Text to read
○ ○ ○ ○

On September 9, 1914, in a letter written to the government of the Austro-Hungarian Empire, United States Secretary of State Robert Lansing demands the recall of Constantin Dumba, the Austro-Hungarian ambassador in Washington, D.C.

At the time, barely one month after the outbreak of World War I, the United States was neutral in the great struggle between the Allied and Central Powers, the latter of which included Austria-Hungary. Dumba, who had served as his country’s ambassador to the U.S. since May 1913, had earlier fallen out of favor with his colleagues in Washington on account of his government’s policy of offering “rehabilitation” to former Austro-Hungarian citizens living abroad who had previously fled their mandatory military service, provided they agreed to serve with the army for the duration of the war upon their return to Austria-Hungary. Despite Dumba’s diplomatic efforts, Vienna’s policy was seen by many as a violation of the U.S. policy of neutrality, which strictly forbade any U.S. citizen (no matter how long they had resided in the country) from actively taking sides in the war.

The so-called “Dumba Affair” was much more serious, and resulted in the ambassador’s dismissal by the government of President Woodrow Wilson in the fall of 1915. Lansing’s letter charged Dumba with espionage, stating that the ambassador had proposed to his government “plans to instigate strikes in American manufacturing plants engaged in the production of munitions of war.” According to the secretary of state, Dumba admitted to having written a letter containing such a proposal and sending it to his own government via an American citizen, James Archibald, who was intercepted in England; the letter was handed over to the U.S. government. As a result of this treachery, Lansing stated, “Mr. Dumba is no longer acceptable to the Government of the United States as the Ambassador of his Imperial Majesty at Washington.”

Upon Dumba’s return to Vienna, he was made a member of the nobility. Though the Austro-Hungarian government claimed it was honoring the former ambassador for his service in Washington under times of extreme duress, the British press went wild, claiming that Austria-Hungary was clearly rewarding him for his espionage efforts.

○ ○ ○ ○

Supplied data
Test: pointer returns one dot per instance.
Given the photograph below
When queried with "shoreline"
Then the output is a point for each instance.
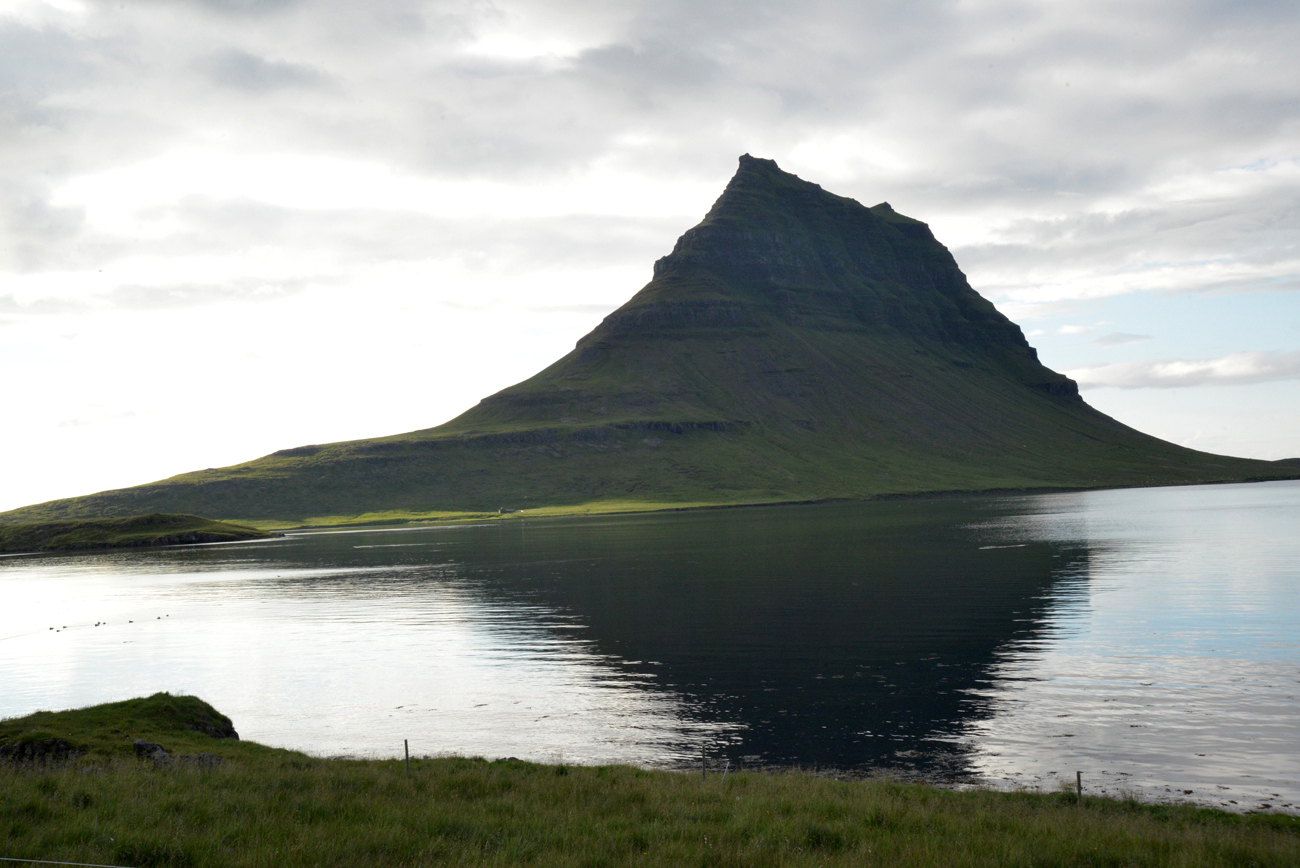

○ ○ ○ ○

Description of the task
In the text about the Dumba Affair, who carried Dumba's letter to his government, please?

Correct result
James Archibald, an American citizen who was intercepted in England.